Point-per-instance localization data
++++++++

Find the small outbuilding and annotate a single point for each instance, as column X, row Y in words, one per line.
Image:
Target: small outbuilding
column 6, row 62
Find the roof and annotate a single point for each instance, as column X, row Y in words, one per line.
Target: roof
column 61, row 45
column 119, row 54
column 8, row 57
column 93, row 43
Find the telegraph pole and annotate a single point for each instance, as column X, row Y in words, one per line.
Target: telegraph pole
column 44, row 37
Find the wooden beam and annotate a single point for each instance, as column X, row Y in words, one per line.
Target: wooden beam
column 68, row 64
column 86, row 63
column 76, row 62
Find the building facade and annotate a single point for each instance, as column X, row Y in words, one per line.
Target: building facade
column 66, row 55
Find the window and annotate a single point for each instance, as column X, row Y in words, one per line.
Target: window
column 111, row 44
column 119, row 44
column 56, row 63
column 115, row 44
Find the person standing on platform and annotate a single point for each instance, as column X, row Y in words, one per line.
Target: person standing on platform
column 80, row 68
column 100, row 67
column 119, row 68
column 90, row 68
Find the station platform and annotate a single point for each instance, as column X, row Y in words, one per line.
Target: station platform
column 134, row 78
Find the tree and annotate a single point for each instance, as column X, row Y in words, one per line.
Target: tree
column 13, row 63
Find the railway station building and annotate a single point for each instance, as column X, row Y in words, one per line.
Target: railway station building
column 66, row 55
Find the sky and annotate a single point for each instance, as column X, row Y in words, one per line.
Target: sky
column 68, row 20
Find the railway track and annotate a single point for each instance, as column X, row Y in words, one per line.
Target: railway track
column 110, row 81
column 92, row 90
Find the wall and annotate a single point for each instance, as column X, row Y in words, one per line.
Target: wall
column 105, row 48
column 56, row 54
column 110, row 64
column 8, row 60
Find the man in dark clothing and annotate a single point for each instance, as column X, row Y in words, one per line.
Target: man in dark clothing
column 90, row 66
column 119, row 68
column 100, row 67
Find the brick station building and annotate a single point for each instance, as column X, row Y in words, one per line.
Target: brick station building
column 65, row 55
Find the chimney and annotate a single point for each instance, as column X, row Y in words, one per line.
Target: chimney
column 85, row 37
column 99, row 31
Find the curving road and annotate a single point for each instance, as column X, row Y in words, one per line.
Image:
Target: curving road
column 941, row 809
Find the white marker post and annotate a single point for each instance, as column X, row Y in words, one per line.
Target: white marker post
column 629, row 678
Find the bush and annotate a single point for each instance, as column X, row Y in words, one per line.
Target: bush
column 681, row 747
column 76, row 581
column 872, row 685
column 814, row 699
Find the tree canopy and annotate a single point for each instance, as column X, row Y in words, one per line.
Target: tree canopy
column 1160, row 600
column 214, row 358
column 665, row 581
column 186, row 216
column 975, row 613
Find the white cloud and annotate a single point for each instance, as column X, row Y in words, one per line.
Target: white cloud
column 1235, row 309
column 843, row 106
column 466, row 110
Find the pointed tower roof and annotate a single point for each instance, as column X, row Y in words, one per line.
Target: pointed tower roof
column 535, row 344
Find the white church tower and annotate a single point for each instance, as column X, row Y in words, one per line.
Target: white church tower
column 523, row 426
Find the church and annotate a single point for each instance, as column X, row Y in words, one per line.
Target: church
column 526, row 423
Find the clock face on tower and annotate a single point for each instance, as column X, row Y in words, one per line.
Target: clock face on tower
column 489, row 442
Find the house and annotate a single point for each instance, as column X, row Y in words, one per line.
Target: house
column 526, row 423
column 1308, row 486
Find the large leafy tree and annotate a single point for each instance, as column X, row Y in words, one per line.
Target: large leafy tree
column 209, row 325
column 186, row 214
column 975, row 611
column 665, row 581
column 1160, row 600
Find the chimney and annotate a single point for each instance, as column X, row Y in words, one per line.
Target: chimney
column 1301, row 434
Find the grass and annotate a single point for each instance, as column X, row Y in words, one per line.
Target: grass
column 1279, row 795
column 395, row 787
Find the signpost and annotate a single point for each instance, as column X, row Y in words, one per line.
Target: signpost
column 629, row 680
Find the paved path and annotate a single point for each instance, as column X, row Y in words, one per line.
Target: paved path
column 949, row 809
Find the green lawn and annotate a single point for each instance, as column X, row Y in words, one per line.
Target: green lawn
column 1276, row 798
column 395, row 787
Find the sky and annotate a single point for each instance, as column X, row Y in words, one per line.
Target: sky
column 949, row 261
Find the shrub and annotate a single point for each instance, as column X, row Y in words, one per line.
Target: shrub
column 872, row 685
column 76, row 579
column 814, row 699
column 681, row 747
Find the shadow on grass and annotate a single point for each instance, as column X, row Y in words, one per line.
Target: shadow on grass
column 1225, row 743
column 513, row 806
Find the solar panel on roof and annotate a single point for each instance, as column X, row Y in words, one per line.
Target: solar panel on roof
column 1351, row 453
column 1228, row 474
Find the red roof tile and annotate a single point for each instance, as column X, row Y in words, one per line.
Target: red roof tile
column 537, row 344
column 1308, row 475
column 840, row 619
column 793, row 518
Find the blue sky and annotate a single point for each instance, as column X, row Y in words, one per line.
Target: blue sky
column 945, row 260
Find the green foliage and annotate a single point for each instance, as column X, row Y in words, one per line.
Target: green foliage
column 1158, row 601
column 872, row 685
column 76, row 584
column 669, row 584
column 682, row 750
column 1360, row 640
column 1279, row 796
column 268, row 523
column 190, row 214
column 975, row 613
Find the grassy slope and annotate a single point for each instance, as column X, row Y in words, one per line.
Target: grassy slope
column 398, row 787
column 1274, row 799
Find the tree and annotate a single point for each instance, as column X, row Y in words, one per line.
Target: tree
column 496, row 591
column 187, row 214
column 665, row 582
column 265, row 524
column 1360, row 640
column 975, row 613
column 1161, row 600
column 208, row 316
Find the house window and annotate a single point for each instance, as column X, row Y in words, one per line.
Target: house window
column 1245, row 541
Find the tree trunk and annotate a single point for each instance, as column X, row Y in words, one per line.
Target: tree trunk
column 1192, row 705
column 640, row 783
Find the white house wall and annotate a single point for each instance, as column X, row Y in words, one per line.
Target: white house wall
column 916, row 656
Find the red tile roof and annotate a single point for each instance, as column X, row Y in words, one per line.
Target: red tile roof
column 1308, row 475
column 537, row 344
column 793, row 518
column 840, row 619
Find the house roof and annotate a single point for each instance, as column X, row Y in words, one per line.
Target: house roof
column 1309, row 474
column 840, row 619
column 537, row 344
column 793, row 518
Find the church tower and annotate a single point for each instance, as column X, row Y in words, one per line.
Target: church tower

++++++++

• [TASK BRIEF]: Repeat the data in full. Nothing may be dropped or altered.

• [YOUR RESPONSE]:
Find the small outbuilding and annotate a single point for each instance, as column X, row Y in words, one per line.
Image:
Target: small outbuilding
column 6, row 62
Find the roof and annotate a single point for each instance, as column X, row Y in words, one per line.
Target: roof
column 61, row 45
column 119, row 54
column 8, row 57
column 93, row 43
Find the telegraph pole and annotate a single point for each instance, as column X, row Y in words, one per line.
Target: telegraph pole
column 44, row 37
Find the wooden beam and annotate a single point for each instance, as column X, row Y in words, one per line.
Target: wooden beam
column 68, row 64
column 86, row 63
column 76, row 62
Find the building facade and annotate a single point for each instance, as column X, row Y in words, one per line.
Target: building facade
column 66, row 55
Find the window and annotate a single point for each instance, as column X, row Y in words, one per line.
Target: window
column 111, row 44
column 119, row 44
column 56, row 63
column 115, row 44
Find the person standing on platform and annotate a single point for each instance, as column X, row Y in words, one per line.
Target: person standing on platform
column 80, row 68
column 100, row 67
column 119, row 68
column 90, row 68
Find the station platform and annotate a single point for each instance, as column X, row Y in words, one per line.
Target: station platform
column 134, row 78
Find the tree and annotate a single point for each instance, as column X, row Y in words, one per line.
Target: tree
column 13, row 63
Find the railway station building and annotate a single point for each instance, as column X, row Y in words, one per line.
Target: railway station building
column 66, row 55
Find the sky and annotate a single point for each instance, as column X, row Y in words, one per line.
Target: sky
column 68, row 20
Find the railway track and annotate a single point for each instance, as column X, row Y in words, one per line.
Target: railway track
column 110, row 81
column 92, row 90
Find the wall and annotate a single point for each instance, as column X, row Y in words, one per line.
Target: wall
column 105, row 48
column 56, row 54
column 110, row 64
column 8, row 60
Find the man in dark clothing and annotate a single point for each instance, as column X, row Y in words, one per line.
Target: man in dark clothing
column 90, row 66
column 119, row 68
column 100, row 67
Find the brick station building and annotate a single point for each instance, as column X, row Y in words, one per line.
Target: brick station building
column 65, row 55
Find the chimney and annotate a single point for each instance, as column X, row Y in words, one per line.
Target: chimney
column 85, row 37
column 99, row 31
Find the curving road and annotate a single point for each instance, as column X, row Y in words, one per line.
Image:
Target: curving road
column 941, row 809
Find the white marker post and annotate a single point for each instance, as column X, row Y in words, one per line.
Target: white marker post
column 629, row 678
Find the bush and annotate a single point for each instance, as column X, row Y in words, one per line.
Target: bush
column 681, row 747
column 76, row 581
column 872, row 685
column 814, row 699
Find the tree canopy and annotate a single point for each instance, as column X, row Y in words, one per line.
Target: tree canopy
column 1160, row 600
column 214, row 358
column 665, row 581
column 186, row 216
column 975, row 613
Find the white cloud and annotate a single point for each instance, as column X, row Y in words, one per line.
Target: white cloud
column 1235, row 309
column 843, row 106
column 466, row 110
Find the pointed tower roof and annotate a single point for each instance, as column X, row Y in words, one per line.
Target: pointed tower roof
column 535, row 344
Find the white church tower and annotate a single point for each instance, as column X, row Y in words, one per line.
Target: white church tower
column 523, row 426
Find the church and annotate a single point for each instance, as column X, row Y in words, one per line.
Target: church
column 526, row 423
Find the clock face on tower and annotate a single point for each instance, as column X, row Y in words, one per line.
Target: clock face on tower
column 489, row 442
Find the house and annotate a single point for each instance, as column X, row Y in words, one per line.
Target: house
column 526, row 423
column 1308, row 486
Find the large leafy tree and annotate a single point for each instance, as column X, row Y in words, one per line.
Target: large leafy tree
column 209, row 325
column 186, row 214
column 975, row 611
column 665, row 581
column 1160, row 600
Find the chimney and annotate a single point for each instance, as column X, row Y in words, one per line.
Target: chimney
column 1301, row 434
Find the grass and annotate a single point for each instance, as column X, row Y in words, one per line.
Target: grass
column 1279, row 795
column 395, row 787
Find the signpost and annotate a single point for each instance, as column X, row Y in words, one per line.
Target: signpost
column 629, row 680
Find the paved path and annotate a single point for each instance, as column X, row Y in words, one per line.
Target: paved path
column 949, row 809
Find the green lawn and annotate a single point for each instance, as column X, row Y in words, one per line.
Target: green lawn
column 1276, row 798
column 395, row 787
Find the sky and annotate a single point for each instance, as column X, row Y in words, one per line.
Target: sky
column 949, row 261
Find the shrub and annotate a single point for each instance, as column X, row Y in words, one per line.
Target: shrub
column 872, row 685
column 76, row 579
column 814, row 699
column 681, row 747
Find the shadow on grass and annotate a single point for each instance, as column X, row Y in words, one per line.
Target: shadow on grass
column 1225, row 743
column 513, row 806
Find the solar panel on roof and annotate a single point for each instance, as column X, row Y in words, one per line.
Target: solar panel on roof
column 1351, row 453
column 1228, row 474
Find the red roof tile and annotate a single point for each instance, as column X, row Y in words, one per line.
Target: red roof tile
column 537, row 344
column 1308, row 475
column 840, row 619
column 793, row 518
Find the blue sky and annotate a single point for each instance, as column X, row Y in words, one per line.
Target: blue sky
column 945, row 260
Find the green foliage and annotate a single point for each instance, as column X, row Y in words, one per line.
Target: green foliage
column 1158, row 601
column 872, row 685
column 76, row 584
column 669, row 584
column 682, row 750
column 1360, row 640
column 1279, row 796
column 268, row 523
column 190, row 214
column 975, row 613
Find the grassy slope and annotate a single point for each instance, as column X, row Y in words, one per line.
Target: grassy slope
column 398, row 787
column 1274, row 799
Find the tree and annotate a single point for each instance, as column X, row Y in words, one per line.
Target: tree
column 496, row 591
column 187, row 214
column 665, row 582
column 265, row 524
column 1360, row 640
column 975, row 613
column 1161, row 600
column 208, row 316
Find the house window and annotate a single point for each instance, as column X, row Y in words, one per line.
Target: house window
column 1245, row 541
Find the tree trunk and annotate a single point for each instance, as column X, row Y in words, one per line.
Target: tree trunk
column 1192, row 705
column 640, row 783
Find the white house wall and annotate a single point for each instance, as column X, row Y in words, one per line.
Target: white house wall
column 916, row 656
Find the red tile roof and annotate a single point for each instance, as column X, row Y in words, one per line.
Target: red tile roof
column 1308, row 475
column 537, row 344
column 793, row 518
column 840, row 619
Find the house roof and annotate a single point for each instance, as column X, row Y in words, one per line.
Target: house roof
column 1309, row 474
column 840, row 619
column 537, row 344
column 793, row 518
Find the church tower and annotate a single point for each instance, as column X, row Y in words, one per line.
Target: church tower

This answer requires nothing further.